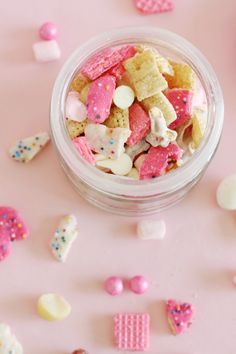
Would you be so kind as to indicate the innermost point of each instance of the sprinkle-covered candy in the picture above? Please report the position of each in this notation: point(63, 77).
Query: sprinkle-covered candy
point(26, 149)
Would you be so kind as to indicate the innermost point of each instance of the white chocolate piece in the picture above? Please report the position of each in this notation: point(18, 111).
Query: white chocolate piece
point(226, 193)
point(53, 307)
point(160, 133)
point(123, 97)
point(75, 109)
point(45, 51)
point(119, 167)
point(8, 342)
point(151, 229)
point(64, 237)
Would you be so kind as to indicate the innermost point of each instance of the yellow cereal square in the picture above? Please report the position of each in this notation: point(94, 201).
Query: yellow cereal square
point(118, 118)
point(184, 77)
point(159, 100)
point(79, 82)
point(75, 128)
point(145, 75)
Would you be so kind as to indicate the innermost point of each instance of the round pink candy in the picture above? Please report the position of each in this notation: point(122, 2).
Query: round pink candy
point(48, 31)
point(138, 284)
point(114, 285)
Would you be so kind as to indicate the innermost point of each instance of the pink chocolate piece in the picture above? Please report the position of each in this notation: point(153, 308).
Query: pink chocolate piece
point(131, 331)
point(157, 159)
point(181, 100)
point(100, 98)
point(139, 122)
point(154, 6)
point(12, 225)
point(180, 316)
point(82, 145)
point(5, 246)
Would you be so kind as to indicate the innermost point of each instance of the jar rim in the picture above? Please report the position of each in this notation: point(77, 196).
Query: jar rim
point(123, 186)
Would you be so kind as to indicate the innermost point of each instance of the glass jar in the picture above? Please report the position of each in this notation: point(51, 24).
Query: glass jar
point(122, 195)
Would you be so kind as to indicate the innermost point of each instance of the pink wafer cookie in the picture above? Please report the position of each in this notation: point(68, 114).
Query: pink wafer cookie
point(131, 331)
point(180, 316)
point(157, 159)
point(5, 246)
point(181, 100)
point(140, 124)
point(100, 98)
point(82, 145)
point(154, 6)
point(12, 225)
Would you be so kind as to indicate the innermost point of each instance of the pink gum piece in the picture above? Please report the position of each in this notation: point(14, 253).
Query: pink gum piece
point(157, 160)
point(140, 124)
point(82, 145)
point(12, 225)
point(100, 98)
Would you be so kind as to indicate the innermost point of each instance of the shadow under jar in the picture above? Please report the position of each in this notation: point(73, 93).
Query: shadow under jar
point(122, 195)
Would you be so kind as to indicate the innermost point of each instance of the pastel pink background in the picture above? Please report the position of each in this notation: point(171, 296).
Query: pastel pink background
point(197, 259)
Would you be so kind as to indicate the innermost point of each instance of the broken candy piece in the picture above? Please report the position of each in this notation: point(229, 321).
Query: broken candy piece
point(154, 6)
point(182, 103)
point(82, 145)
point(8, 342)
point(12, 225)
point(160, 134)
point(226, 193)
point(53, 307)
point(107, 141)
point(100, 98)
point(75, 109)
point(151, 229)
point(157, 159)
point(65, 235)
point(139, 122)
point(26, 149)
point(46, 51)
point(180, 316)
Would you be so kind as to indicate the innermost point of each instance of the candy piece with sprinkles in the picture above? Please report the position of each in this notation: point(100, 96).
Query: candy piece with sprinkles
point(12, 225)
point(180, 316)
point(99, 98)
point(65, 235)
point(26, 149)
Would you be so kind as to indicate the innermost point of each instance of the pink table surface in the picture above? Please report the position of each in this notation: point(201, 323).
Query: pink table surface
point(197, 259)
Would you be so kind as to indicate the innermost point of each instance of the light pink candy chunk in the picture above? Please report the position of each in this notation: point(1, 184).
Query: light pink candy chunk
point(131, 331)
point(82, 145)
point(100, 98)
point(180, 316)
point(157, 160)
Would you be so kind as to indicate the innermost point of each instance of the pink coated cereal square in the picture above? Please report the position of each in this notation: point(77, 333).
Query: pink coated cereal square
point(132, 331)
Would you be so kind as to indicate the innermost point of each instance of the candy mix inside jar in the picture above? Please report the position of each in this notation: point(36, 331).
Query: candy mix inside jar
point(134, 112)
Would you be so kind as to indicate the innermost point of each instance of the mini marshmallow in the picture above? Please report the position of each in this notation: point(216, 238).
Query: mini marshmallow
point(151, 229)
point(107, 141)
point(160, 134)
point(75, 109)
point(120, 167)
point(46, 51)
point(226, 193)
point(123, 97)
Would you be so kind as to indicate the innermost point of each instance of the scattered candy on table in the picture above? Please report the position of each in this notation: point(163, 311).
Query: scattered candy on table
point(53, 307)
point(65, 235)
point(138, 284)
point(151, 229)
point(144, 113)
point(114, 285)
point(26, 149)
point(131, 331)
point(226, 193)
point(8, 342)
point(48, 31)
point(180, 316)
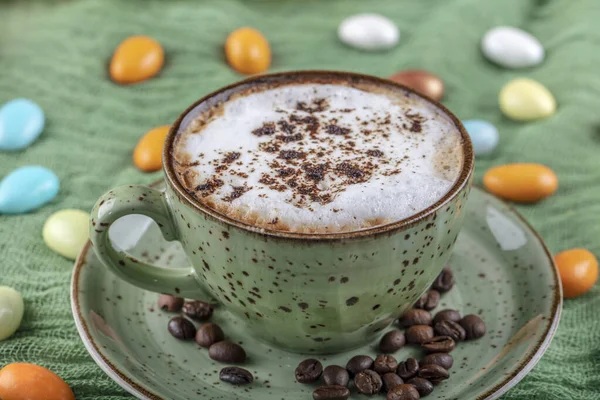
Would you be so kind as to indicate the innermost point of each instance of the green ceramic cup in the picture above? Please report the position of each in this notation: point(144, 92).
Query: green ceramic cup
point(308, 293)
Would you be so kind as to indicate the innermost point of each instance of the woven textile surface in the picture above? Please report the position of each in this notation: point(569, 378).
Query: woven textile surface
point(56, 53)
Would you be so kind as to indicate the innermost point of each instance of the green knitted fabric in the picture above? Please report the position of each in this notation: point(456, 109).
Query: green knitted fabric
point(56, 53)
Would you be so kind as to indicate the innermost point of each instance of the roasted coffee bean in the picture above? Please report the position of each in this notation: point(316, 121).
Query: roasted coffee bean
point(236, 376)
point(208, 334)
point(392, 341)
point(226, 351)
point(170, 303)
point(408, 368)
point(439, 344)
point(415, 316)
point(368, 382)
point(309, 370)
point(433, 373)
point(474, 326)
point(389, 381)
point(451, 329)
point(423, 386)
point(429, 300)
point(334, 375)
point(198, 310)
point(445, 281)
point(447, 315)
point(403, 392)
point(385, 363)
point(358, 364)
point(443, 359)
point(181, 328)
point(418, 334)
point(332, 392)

○ ○ ○ ○

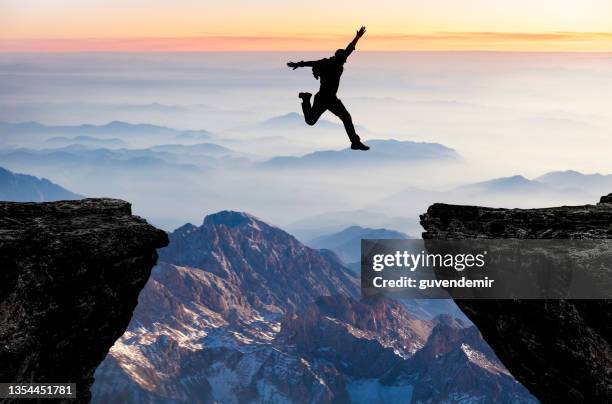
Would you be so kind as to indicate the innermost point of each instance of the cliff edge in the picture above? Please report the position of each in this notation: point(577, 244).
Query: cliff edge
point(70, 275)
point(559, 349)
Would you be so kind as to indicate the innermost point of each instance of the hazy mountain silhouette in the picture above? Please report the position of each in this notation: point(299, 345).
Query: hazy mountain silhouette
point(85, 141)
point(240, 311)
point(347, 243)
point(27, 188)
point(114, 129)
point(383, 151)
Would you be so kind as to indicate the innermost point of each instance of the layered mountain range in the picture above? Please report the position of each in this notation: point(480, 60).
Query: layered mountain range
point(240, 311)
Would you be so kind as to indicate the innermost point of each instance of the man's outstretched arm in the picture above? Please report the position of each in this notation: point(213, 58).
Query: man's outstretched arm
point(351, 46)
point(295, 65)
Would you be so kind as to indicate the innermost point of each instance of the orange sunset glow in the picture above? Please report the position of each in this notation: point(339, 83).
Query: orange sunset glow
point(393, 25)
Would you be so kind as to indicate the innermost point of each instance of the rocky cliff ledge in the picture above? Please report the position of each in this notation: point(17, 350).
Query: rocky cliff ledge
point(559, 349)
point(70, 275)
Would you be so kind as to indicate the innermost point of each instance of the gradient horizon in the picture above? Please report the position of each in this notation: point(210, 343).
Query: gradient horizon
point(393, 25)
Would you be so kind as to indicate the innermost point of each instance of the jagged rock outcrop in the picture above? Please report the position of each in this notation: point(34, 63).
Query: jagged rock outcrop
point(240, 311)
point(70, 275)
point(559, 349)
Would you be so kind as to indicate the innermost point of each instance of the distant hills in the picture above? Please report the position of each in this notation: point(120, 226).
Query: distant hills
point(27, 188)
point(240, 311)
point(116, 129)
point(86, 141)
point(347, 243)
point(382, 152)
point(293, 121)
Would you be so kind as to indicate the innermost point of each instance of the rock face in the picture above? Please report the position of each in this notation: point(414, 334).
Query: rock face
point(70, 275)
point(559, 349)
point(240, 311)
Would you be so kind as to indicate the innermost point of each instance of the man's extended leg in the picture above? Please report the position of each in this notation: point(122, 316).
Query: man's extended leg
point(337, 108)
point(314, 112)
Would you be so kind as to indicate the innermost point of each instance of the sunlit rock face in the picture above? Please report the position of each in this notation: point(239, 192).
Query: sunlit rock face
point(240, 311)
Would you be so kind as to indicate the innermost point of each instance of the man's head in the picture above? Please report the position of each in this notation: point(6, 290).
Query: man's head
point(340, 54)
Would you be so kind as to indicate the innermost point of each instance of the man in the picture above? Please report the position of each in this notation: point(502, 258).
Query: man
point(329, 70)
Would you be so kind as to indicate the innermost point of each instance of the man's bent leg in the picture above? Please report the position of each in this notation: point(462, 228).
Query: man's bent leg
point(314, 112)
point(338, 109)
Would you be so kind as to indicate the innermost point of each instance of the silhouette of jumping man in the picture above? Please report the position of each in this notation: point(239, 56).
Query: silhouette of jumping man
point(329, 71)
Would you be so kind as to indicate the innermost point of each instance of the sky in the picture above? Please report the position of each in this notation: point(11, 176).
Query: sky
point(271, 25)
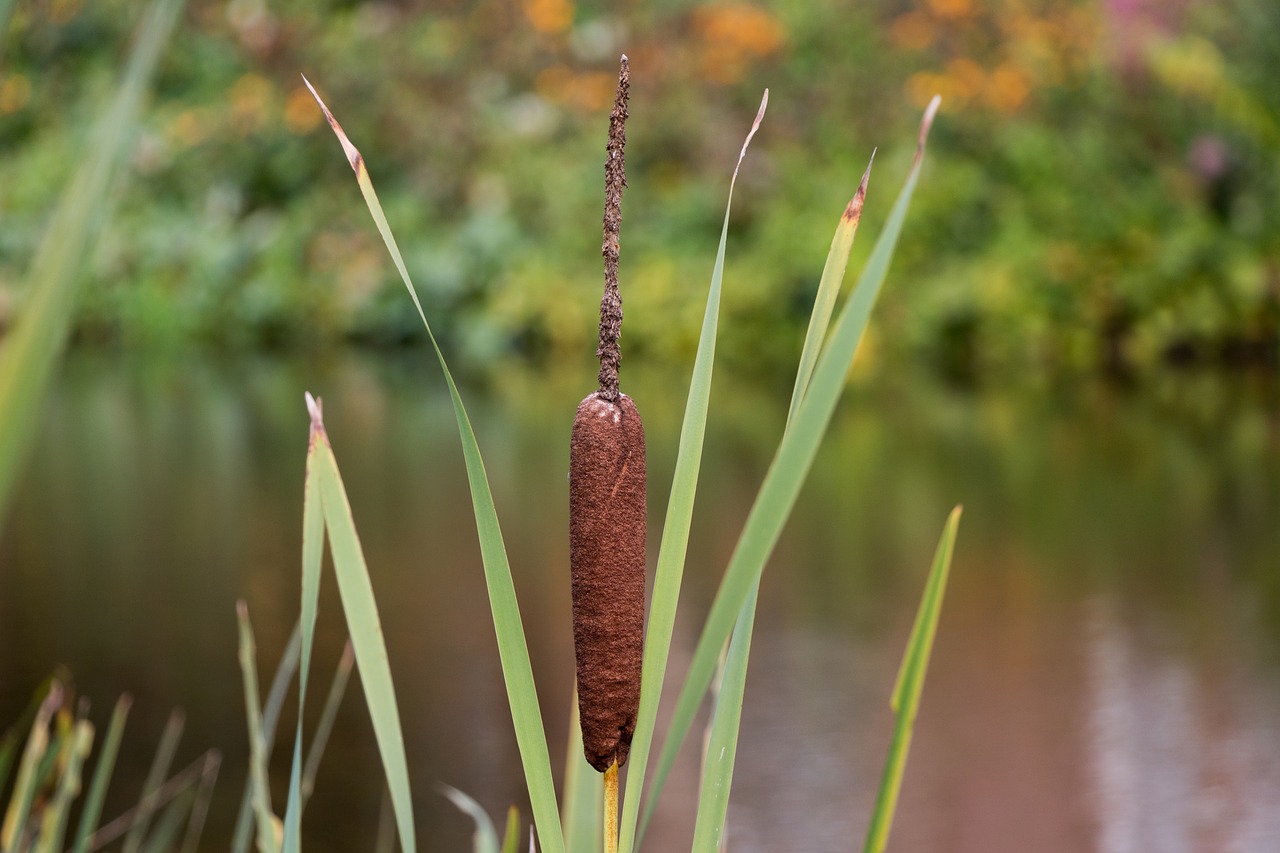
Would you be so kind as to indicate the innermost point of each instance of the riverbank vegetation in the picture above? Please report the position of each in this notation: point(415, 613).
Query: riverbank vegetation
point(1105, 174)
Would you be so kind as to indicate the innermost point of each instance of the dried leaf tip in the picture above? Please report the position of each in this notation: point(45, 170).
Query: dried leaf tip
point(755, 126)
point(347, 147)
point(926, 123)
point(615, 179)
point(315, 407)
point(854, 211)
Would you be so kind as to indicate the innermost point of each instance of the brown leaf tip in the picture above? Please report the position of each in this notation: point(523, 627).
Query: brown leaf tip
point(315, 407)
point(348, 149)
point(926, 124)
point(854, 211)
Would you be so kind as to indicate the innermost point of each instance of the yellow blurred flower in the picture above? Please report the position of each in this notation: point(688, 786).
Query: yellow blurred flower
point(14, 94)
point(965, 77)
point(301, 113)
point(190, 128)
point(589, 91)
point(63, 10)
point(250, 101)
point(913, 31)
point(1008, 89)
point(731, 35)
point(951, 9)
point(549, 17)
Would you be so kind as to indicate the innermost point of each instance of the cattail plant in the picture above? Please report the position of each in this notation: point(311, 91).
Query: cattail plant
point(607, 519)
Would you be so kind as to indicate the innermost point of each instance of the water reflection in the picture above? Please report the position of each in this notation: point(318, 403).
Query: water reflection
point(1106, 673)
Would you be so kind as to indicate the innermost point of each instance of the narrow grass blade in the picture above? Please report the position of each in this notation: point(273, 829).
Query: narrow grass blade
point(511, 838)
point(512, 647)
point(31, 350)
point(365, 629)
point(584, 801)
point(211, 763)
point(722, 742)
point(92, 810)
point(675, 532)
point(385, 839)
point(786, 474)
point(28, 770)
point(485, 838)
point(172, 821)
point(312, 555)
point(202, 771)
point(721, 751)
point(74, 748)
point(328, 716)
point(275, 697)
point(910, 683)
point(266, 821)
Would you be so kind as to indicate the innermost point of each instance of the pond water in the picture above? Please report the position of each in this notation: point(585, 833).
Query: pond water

○ ○ ○ ○

* [WHAT THE TASK REQUIRES]
Print, from the entries above, the line with "notation: point(144, 92).", the line with "notation: point(316, 121)." and all lines between them, exactly and with nothing else.

* [TASK ANSWER]
Would you be so kind as to indicate the innermost point of each instance of the green ceramic cup in the picture above? Please report the position of each in this notation: point(144, 92).
Query: green ceramic cup
point(308, 293)
Would you be so kind as to indicate the innermost point of each instance of the woven textile surface in the picture above? Please report the position of each in this notation: point(569, 378).
Query: woven textile surface
point(56, 53)
Would you be so kind as to indicate the innermost point of each instance of the green knitted fabric in the picture above? Please report the position of each in this notation: point(456, 109).
Query: green knitted fabric
point(56, 53)
Would you be so kind as to indicate the innermost point of each instance of the roasted coffee bean in the picture above? Please report the position of each in this notation: point(316, 121).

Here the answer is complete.